Write out the material again exactly, please, and omit the pictures.

(A block of data)
◇ ◇ ◇ ◇ ◇

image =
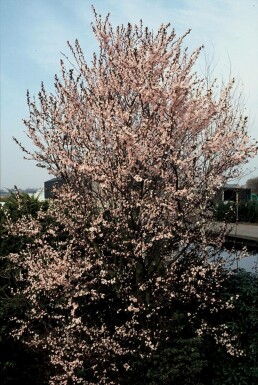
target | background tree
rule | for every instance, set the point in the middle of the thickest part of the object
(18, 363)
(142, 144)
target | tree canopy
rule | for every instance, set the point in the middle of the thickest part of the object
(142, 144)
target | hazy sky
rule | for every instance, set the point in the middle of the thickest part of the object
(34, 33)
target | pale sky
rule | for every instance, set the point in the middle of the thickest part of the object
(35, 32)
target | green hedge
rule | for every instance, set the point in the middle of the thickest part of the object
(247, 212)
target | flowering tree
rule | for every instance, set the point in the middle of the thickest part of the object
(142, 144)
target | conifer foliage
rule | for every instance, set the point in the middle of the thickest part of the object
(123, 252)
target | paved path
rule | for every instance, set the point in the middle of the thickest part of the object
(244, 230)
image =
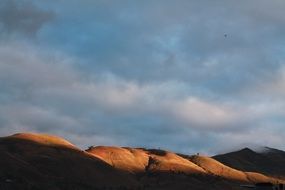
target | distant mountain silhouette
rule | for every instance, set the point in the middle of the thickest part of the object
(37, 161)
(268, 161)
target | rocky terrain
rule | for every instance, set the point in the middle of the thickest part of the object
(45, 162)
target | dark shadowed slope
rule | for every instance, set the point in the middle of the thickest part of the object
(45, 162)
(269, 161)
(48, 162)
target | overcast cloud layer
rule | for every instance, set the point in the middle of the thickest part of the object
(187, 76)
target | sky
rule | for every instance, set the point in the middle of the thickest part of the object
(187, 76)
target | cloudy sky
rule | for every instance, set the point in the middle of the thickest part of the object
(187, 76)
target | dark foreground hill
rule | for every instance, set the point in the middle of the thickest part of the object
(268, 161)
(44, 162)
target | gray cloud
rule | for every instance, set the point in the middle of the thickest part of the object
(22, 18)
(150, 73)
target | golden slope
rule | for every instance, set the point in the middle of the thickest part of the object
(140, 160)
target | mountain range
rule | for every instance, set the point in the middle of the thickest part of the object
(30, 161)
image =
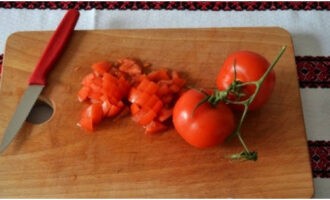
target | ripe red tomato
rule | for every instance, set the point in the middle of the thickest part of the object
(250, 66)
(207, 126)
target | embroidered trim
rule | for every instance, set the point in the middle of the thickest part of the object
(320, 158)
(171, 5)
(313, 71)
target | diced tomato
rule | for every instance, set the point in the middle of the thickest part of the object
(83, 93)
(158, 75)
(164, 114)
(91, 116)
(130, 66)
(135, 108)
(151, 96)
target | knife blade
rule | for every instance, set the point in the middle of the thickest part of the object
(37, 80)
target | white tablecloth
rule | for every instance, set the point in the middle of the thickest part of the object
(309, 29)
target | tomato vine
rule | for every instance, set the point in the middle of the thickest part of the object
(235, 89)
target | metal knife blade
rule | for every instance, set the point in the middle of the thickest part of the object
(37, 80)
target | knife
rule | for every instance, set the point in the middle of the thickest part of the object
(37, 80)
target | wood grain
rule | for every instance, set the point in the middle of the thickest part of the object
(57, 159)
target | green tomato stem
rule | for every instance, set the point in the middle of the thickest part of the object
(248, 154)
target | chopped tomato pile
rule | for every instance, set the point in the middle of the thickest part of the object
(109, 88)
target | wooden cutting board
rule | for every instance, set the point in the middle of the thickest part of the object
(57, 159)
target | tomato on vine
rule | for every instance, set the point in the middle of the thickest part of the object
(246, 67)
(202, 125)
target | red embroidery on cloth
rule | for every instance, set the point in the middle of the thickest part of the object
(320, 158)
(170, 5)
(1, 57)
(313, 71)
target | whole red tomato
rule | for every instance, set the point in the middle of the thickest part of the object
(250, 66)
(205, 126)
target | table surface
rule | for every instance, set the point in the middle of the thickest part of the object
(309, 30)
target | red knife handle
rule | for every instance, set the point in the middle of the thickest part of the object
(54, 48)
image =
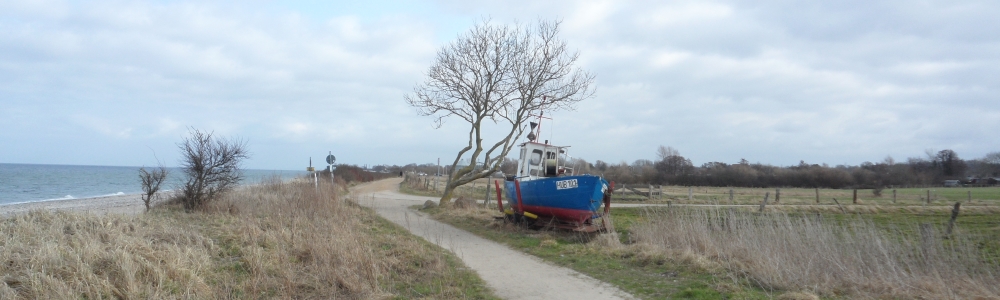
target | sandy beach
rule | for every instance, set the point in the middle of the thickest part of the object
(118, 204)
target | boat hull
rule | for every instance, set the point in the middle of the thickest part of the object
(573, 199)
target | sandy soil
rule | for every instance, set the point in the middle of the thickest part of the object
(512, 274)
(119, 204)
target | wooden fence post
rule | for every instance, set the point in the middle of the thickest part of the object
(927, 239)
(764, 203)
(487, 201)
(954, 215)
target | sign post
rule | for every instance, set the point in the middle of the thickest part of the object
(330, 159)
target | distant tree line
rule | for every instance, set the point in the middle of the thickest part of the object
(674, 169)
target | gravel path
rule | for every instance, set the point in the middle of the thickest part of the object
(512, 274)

◇ ◇ ◇ ◇ ◇

RESPONSE TO THIS TASK:
image =
target | background tree
rule | for every instance, set the point in the middle of the thickest part of the object
(18, 363)
(142, 144)
target | tree canopy
rule | for every instance, set the point in the middle of the thickest part of the object
(142, 144)
target | hazy sky
rule | for every instance, set the point in the middle of the thickest part of the object
(34, 33)
target | pale sky
rule | for every instance, set the point in the middle of the thickest part of the object
(35, 32)
target | green hedge
rule | for every instance, set the point in the middle of the thickest part of the object
(247, 212)
target | flowering tree
rule | for every instance, set the point in the middle of the thickest part of the object
(142, 144)
target | conifer foliage
rule | for every instance, set the point in the middle of the thickest part of the object
(123, 252)
target | paved path
rule | for every instance, set the point in the middle of the thickest part of the object
(244, 230)
image =
target | distant mountain silhouette
rule | for every instance, set the point in the middle of the thickest part of the object
(37, 161)
(268, 161)
target | rocky terrain
rule | for every instance, set the point in the middle of the thickest part of the object
(45, 162)
target | dark shadowed slope
rule | for every instance, set the point in the middle of the thickest part of the object
(45, 162)
(269, 161)
(48, 162)
target | overcast cloud layer
rule | for every instance, set the point in the middle of the thickest part of the object
(187, 76)
target | sky
rule | for every instance, set the point in the middle of the thickest part of the object
(187, 76)
target | cloudy sky
rule | for every instance, set the point in the middle of the thickest part of the object
(187, 76)
target | dark foreground hill
rule | for every instance, set the point in the middle of the thickest part of the object
(268, 161)
(44, 162)
target | gray cloud
rule | for every instance, set the point in the middle of the thickest part of the object
(22, 18)
(150, 73)
target | golden slope
rule | for every instance, set the point in the middle of the thickest part of the object
(140, 160)
target | mountain range
rule | for every instance, set the point in the middle of the thickest part of the object
(30, 161)
image =
target | ripe red tomato
rule | for every instance, set the point in the middle of the thickest part of the object
(250, 66)
(207, 126)
target | embroidered trim
rule | for every instance, set the point in the middle of the thickest part of the object
(320, 158)
(171, 5)
(313, 71)
target | diced tomato
rule | for every instance, set the point in the middle of the thickest part of the object
(83, 93)
(158, 75)
(164, 114)
(91, 116)
(130, 66)
(135, 108)
(151, 96)
target | knife blade
rule | for every instance, set the point in the middle of the thickest part of the object
(37, 80)
target | white tablecloth
rule | for every instance, set the point in the middle of the thickest part of the object
(309, 29)
target | tomato vine
rule | for every instance, set the point in the middle of the thickest part of the object
(235, 89)
target | metal knife blade
rule | for every instance, set the point in the middle of the thickest part of the object
(37, 80)
target | knife
rule | for every instance, set the point in the middle of the thickest part of the object
(37, 80)
target | wood grain
rule | for every instance, set the point in the middle of the thickest part of the object
(57, 159)
target | green tomato stem
rule | for every instance, set the point in the middle of the thickest part of the object
(248, 154)
target | chopped tomato pile
rule | for every instance, set the point in the middle of the thickest part of the object
(109, 88)
target | wooden cutting board
rule | for every instance, set the point in the middle of the thickest part of the object
(57, 159)
target | tomato on vine
rule | for every instance, set the point in the middle of the thickest part of the object
(246, 67)
(202, 125)
target | red embroidery on cloth
rule | for every instance, set the point in the middle of the thickest part of the object
(320, 158)
(170, 5)
(1, 57)
(313, 71)
target | whole red tomato
rule | for every instance, set the point in the middle of the thickest part of the object
(250, 66)
(205, 126)
target | table surface
rule | for every instance, set the point in the middle of the thickest part of the object
(309, 30)
target | red knife handle
rule | for every instance, set the point in the middle of the thickest part of the object
(54, 48)
image =
target | sandy beach
rule | for every instance, set the point in the middle of the thickest part of the object
(118, 204)
target | boat hull
rule | for every instance, set the point in the middle of the thickest part of the object
(573, 199)
target | sandy soil
rule | for every instance, set the point in the middle of the thickest part of the object
(512, 274)
(119, 204)
target | wooden fence post
rule | for every instance, set the point in the middle of the thickest part of the object
(927, 239)
(764, 203)
(487, 201)
(954, 215)
target | sign post
rule | for every instance, set the point in the middle of the thickest part of the object
(330, 159)
target | distant tree line
rule | for every instance, set the point in the middle of the thickest part of the object
(674, 169)
target | gravel path
rule | for every instance, set the point in the middle of the thickest part of the object
(512, 274)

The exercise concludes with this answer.